◆ **Exercise**
Filter the rows below, keeping only the lines that contain the word "tight", and copy each of those lines. Letter case must match.

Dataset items
# # # #
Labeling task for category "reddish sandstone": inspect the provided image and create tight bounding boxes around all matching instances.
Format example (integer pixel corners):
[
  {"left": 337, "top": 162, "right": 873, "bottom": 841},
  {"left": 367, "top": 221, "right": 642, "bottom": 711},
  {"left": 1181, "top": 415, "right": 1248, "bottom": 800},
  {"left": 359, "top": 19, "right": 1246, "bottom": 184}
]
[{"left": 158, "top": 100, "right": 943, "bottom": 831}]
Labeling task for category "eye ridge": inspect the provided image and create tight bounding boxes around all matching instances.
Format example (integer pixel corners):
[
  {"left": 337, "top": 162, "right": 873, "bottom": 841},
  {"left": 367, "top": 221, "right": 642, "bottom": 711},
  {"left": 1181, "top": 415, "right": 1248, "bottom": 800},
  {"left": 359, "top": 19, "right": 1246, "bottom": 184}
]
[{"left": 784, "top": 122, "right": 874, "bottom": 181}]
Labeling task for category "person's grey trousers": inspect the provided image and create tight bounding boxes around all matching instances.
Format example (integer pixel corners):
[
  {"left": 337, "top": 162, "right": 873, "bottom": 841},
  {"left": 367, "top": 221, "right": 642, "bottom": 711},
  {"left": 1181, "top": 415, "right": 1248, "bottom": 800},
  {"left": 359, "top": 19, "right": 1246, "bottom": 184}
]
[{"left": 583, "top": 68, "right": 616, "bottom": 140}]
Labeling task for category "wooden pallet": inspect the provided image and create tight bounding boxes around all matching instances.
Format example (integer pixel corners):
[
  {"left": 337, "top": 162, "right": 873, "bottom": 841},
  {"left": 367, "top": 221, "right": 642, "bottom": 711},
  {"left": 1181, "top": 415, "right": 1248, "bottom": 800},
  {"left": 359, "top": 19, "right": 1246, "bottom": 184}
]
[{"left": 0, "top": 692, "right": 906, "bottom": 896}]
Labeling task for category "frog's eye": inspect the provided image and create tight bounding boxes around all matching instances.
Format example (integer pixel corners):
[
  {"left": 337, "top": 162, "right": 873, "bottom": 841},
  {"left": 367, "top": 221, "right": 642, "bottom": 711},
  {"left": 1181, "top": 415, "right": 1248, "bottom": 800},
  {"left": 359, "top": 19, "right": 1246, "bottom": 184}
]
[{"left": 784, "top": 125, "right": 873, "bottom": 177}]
# # # #
◆ **Complete answer**
Labeling task for category "reddish sandstone": inspect the provided image and create tight bounding boxes around all matching instances.
Labeling task for category "eye ridge": inspect the provided image and create tight bounding boxes around all matching instances.
Labeling task for category "person's grey trousers": inspect the provided image and create tight bounding boxes around all matching instances.
Labeling task for category "wooden pallet": inspect the provided image and create tight bounding boxes around all matching instances.
Labeling task for category "frog's eye": inspect the provided image and create tight bounding boxes around all matching instances.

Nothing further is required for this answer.